- **WHAT YOU SHOULD DO**: Everything in the listing below has to be repeated exactly, except the pictures.
+--
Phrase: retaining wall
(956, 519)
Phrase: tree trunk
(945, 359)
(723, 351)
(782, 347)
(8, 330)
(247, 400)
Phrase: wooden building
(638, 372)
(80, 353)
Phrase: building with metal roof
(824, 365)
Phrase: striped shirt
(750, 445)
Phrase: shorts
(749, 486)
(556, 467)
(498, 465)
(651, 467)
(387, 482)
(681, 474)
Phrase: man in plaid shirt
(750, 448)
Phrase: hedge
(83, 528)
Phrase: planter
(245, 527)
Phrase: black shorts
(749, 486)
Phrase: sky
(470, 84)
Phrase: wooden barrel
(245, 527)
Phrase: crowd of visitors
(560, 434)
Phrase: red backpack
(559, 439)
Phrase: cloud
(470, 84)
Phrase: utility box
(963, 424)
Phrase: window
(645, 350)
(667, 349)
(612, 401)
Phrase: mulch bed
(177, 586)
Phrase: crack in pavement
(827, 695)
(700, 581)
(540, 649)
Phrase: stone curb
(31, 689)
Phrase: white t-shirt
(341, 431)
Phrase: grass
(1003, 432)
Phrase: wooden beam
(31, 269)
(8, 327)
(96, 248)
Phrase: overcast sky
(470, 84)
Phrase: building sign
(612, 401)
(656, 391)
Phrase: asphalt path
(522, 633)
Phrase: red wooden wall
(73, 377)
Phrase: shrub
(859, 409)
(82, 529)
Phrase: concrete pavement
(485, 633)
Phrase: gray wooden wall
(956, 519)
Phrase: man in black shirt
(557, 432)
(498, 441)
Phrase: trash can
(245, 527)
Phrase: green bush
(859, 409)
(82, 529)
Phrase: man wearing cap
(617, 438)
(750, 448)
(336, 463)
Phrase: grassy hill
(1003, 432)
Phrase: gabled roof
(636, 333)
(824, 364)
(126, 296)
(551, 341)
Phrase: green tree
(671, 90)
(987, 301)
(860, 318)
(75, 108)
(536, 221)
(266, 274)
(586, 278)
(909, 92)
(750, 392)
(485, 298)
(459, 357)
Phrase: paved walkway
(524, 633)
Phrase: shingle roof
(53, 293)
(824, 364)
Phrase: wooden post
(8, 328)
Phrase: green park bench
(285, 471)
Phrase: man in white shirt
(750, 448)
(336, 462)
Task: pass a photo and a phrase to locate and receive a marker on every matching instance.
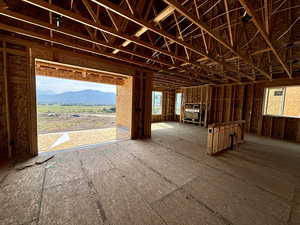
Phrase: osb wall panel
(142, 104)
(124, 104)
(168, 107)
(17, 69)
(245, 102)
(3, 134)
(227, 103)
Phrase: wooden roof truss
(185, 42)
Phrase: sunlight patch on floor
(65, 140)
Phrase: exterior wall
(20, 70)
(292, 104)
(124, 104)
(245, 102)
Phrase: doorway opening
(78, 107)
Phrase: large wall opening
(78, 107)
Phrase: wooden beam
(108, 5)
(264, 34)
(84, 21)
(76, 35)
(161, 16)
(209, 31)
(94, 17)
(5, 90)
(72, 45)
(228, 21)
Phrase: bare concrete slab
(121, 203)
(167, 180)
(70, 203)
(149, 183)
(179, 208)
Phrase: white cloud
(59, 85)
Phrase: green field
(57, 118)
(75, 109)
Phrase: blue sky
(59, 85)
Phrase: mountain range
(84, 97)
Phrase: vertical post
(7, 115)
(33, 145)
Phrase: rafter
(264, 34)
(110, 6)
(94, 17)
(203, 26)
(228, 21)
(159, 17)
(84, 21)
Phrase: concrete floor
(168, 180)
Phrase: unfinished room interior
(208, 90)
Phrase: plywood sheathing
(22, 96)
(124, 104)
(245, 102)
(168, 106)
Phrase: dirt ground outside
(55, 118)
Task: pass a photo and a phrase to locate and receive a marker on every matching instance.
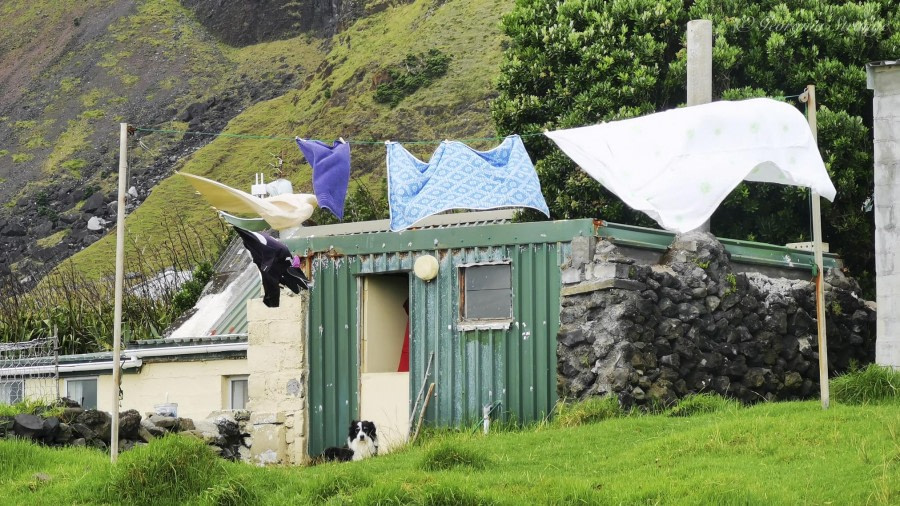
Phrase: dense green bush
(872, 385)
(579, 62)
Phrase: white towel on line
(677, 166)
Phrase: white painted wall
(199, 387)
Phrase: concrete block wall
(885, 80)
(276, 359)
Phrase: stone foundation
(653, 334)
(276, 356)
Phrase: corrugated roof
(193, 341)
(494, 228)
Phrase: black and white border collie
(362, 443)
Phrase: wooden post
(699, 67)
(120, 277)
(809, 97)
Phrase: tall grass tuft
(445, 494)
(174, 470)
(591, 410)
(873, 385)
(446, 455)
(698, 404)
(337, 485)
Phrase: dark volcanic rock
(699, 327)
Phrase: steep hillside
(164, 66)
(336, 99)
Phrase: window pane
(489, 304)
(488, 292)
(239, 395)
(11, 392)
(83, 392)
(488, 277)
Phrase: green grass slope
(784, 453)
(335, 100)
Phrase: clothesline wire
(281, 138)
(373, 142)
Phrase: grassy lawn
(774, 453)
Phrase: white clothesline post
(809, 97)
(120, 276)
(699, 69)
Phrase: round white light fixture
(426, 267)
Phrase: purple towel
(331, 172)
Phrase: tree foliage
(578, 62)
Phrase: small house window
(12, 391)
(83, 391)
(238, 390)
(486, 292)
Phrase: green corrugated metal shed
(515, 366)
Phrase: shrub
(592, 410)
(698, 404)
(447, 455)
(874, 384)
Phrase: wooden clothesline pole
(809, 97)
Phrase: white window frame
(465, 323)
(96, 380)
(20, 383)
(231, 381)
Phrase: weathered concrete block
(269, 445)
(267, 418)
(886, 129)
(287, 333)
(571, 276)
(886, 105)
(582, 249)
(290, 308)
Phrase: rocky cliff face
(652, 334)
(77, 70)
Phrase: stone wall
(224, 431)
(276, 358)
(653, 333)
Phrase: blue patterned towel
(458, 177)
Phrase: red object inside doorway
(404, 352)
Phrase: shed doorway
(384, 357)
+--
- **SOLUTION TO THIS TASK**:
Phrase: retaining wall
(956, 519)
Phrase: tree trunk
(945, 359)
(723, 351)
(782, 347)
(8, 330)
(247, 400)
Phrase: wooden building
(638, 372)
(80, 353)
Phrase: building with metal roof
(824, 365)
Phrase: striped shirt
(750, 445)
Phrase: shorts
(749, 486)
(556, 467)
(498, 465)
(651, 467)
(387, 482)
(681, 474)
Phrase: man in plaid shirt
(750, 448)
Phrase: hedge
(83, 528)
Phrase: planter
(245, 527)
Phrase: black shorts
(749, 486)
Phrase: sky
(470, 84)
Phrase: wooden barrel
(245, 527)
Phrase: crowd of visitors
(560, 434)
Phrase: red backpack
(559, 439)
Phrase: cloud
(470, 84)
Phrase: utility box
(963, 424)
Phrase: window
(645, 350)
(667, 349)
(612, 401)
Phrase: mulch bed
(177, 586)
Phrase: crack in pavement
(827, 695)
(700, 581)
(540, 649)
Phrase: stone curb
(31, 689)
Phrase: white t-shirt
(341, 431)
Phrase: grass
(1003, 432)
Phrase: wooden beam
(31, 269)
(8, 327)
(96, 248)
Phrase: overcast sky
(470, 84)
Phrase: building sign
(612, 401)
(656, 391)
Phrase: asphalt path
(522, 633)
Phrase: red wooden wall
(73, 377)
Phrase: shrub
(859, 409)
(82, 529)
Phrase: concrete pavement
(485, 633)
Phrase: gray wooden wall
(956, 519)
Phrase: man in black shirt
(557, 432)
(498, 441)
Phrase: trash can
(245, 527)
Phrase: green bush
(859, 409)
(82, 529)
Phrase: man wearing cap
(617, 438)
(750, 448)
(336, 463)
Phrase: grassy hill
(1003, 432)
Phrase: gabled roof
(636, 333)
(824, 364)
(126, 296)
(551, 341)
Phrase: green tree
(671, 90)
(987, 301)
(860, 318)
(75, 108)
(536, 221)
(266, 274)
(586, 278)
(909, 92)
(750, 392)
(485, 298)
(459, 357)
Phrase: paved walkway
(524, 633)
Phrase: shingle roof
(53, 293)
(824, 364)
Phrase: wooden post
(8, 328)
Phrase: green park bench
(285, 471)
Phrase: man in white shirt
(750, 448)
(336, 462)
Task: pass a photo and a phrase to locate and receive a marker on every matching instance.
Phrase: osb wall panel
(142, 104)
(124, 104)
(168, 107)
(17, 69)
(245, 102)
(3, 134)
(227, 103)
Phrase: wooden roof truss
(185, 42)
Phrase: sunlight patch on floor
(65, 140)
Phrase: exterior wall
(20, 70)
(292, 104)
(124, 104)
(245, 102)
Phrase: doorway opening
(78, 107)
Phrase: large wall opening
(78, 107)
Phrase: wooden beam
(108, 5)
(264, 34)
(84, 21)
(76, 35)
(161, 16)
(209, 31)
(94, 17)
(5, 90)
(72, 45)
(228, 21)
Phrase: bare concrete slab
(121, 203)
(167, 180)
(70, 203)
(149, 183)
(179, 208)
Phrase: white cloud
(59, 85)
Phrase: green field
(57, 118)
(75, 109)
Phrase: blue sky
(59, 85)
Phrase: mountain range
(84, 97)
Phrase: vertical post
(7, 115)
(33, 145)
Phrase: rafter
(264, 34)
(110, 6)
(94, 17)
(203, 26)
(228, 21)
(159, 17)
(84, 21)
Phrase: concrete floor
(168, 180)
Phrase: unfinished room interior
(208, 90)
Phrase: plywood sheathing
(22, 96)
(124, 104)
(245, 102)
(168, 106)
Phrase: dirt ground outside
(55, 118)
Task: pass a photo and a phrase to locate and receive a marker on every matching instance.
Phrase: dense green bush
(872, 385)
(579, 62)
Phrase: white towel on line
(677, 166)
Phrase: white painted wall
(199, 387)
Phrase: concrete block wall
(885, 80)
(276, 359)
Phrase: stone foundation
(653, 334)
(276, 356)
Phrase: corrugated roof
(193, 341)
(494, 228)
Phrase: black and white border collie
(362, 443)
Phrase: wooden post
(699, 67)
(120, 277)
(809, 97)
Phrase: tall grass tuft
(445, 494)
(174, 470)
(591, 410)
(873, 385)
(446, 455)
(698, 404)
(337, 485)
Phrase: dark volcanic rock
(699, 327)
Phrase: steep hillside
(164, 66)
(336, 99)
Phrase: window pane
(489, 304)
(488, 292)
(239, 395)
(11, 392)
(83, 392)
(488, 277)
Phrase: green grass slope
(784, 453)
(335, 100)
Phrase: clothesline wire
(281, 138)
(373, 142)
Phrase: grassy lawn
(774, 453)
Phrase: white clothesline post
(809, 97)
(120, 276)
(699, 69)
Phrase: round white light fixture
(426, 267)
Phrase: purple towel
(331, 172)
Phrase: tree foliage
(578, 62)
Phrase: small house window
(12, 391)
(83, 391)
(238, 390)
(486, 292)
Phrase: green corrugated metal shed
(515, 366)
Phrase: shrub
(592, 410)
(698, 404)
(447, 455)
(874, 384)
Phrase: wooden clothesline pole
(809, 97)
Phrase: white window frame
(465, 323)
(96, 380)
(20, 383)
(231, 381)
Phrase: weathered concrete block
(269, 445)
(267, 418)
(886, 129)
(287, 333)
(571, 276)
(886, 105)
(582, 249)
(290, 308)
Phrase: rocky cliff face
(652, 334)
(77, 70)
Phrase: stone wall
(224, 431)
(276, 358)
(653, 333)
Phrase: blue patterned towel
(458, 177)
Phrase: red object inside doorway
(404, 352)
Phrase: shed doorway
(384, 357)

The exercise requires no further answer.